Problems to work on
1. Please summarize the text on the steel legislation in two sentences.
2. Rewrite the records starting at the line that contains "of the blue" and ending at the end of the records, with "pink cushion" replaced by "pink pillow" and everything else unchanged.

Selected text
::::::::::
Prior to 2025, the last time the Westminster Parliament was recalled on a Saturday was in April 1982, in order to debate the forthcoming Falklands War. Whether any kinetic action is presaged by the debate of Saturday, 12 April 2025, is not yet clear, but the Government wasted no time in confecting a backdrop of emergency. Forged over the course of that weekend was the Steel Industry (Special Measures) Act 2025, a piece of legislation deserving of as much scrutiny as the events which spawned it. Deception, doublespeak and hypocrisy at every turn, which should—by now—be expected by the British public.
The given reason for this state of affairs was that British Steel had informed the Business Secretary, Jonathan Reynolds MP, that their financial and operational position was such that there was a considerable risk of losing the blast furnace capability at its Scunthorpe plant. In short, steel-producing blast furnaces should not lose temperature, and coking coal is vital to the maintenance of high heat. The problem, so we are told, was that British Steel had not ordered any more coking coal and, thus, it appeared that their decision was to cease producing virgin steel, which would have left the UK without any capability to do so.
::::::::::
Supplied material
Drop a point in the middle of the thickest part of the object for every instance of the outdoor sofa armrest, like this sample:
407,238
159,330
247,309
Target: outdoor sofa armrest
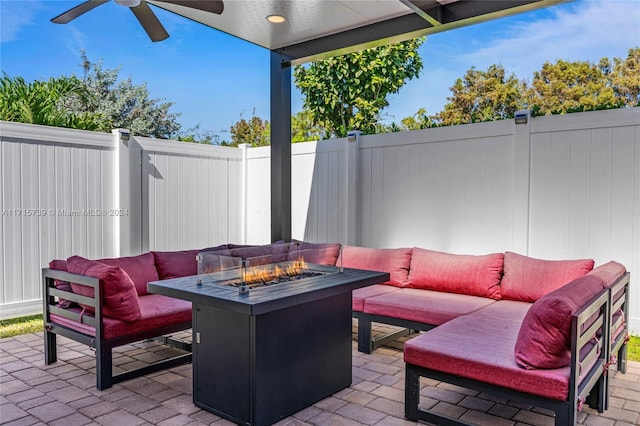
51,292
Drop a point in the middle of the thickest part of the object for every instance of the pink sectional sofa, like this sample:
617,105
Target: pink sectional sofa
104,303
540,331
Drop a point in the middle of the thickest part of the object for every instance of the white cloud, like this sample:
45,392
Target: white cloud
586,30
15,16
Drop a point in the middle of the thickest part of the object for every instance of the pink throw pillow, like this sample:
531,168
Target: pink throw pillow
544,336
527,279
120,300
176,264
394,261
456,273
317,253
141,269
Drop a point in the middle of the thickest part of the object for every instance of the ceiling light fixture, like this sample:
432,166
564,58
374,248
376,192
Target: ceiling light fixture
276,19
128,3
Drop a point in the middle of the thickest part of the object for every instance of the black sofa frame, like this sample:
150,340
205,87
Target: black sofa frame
103,347
617,349
589,389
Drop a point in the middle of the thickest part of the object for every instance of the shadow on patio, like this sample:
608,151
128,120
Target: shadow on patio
65,394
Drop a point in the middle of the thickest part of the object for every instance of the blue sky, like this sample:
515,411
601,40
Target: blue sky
213,78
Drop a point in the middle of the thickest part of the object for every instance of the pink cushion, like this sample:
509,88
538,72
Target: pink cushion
120,299
394,261
318,253
141,269
61,265
176,264
362,293
157,311
427,306
609,272
462,274
528,279
544,337
480,346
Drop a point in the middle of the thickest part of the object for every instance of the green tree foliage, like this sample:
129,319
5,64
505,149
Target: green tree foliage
::::::::::
Correct answers
1. The Steel Industry (Special Measures) Act 2025 was forged over the weekend of a Saturday debate on 12 April 2025, and the text calls it legislation deserving as much scrutiny as the events that spawned it. The given reason was that British Steel had told Business Secretary Jonathan Reynolds that it risked losing blast furnace capability at Scunthorpe, and it had not ordered more coking coal, which would have left the UK unable to produce virgin steel.

2.
Drop a point in the middle of the thickest part of the object for every instance of the blue sky, like this sample:
515,411
601,40
Target: blue sky
213,78
Drop a point in the middle of the thickest part of the object for every instance of the pink pillow, like this sample:
509,88
538,72
Target: pink pillow
120,299
394,261
318,253
141,269
61,265
176,264
362,293
157,311
427,306
609,272
462,274
528,279
544,337
480,346
Drop a point in the middle of the thickest part of the object for every instance of the green tree foliage, like this sample:
129,319
5,64
505,149
Target: green tree foliage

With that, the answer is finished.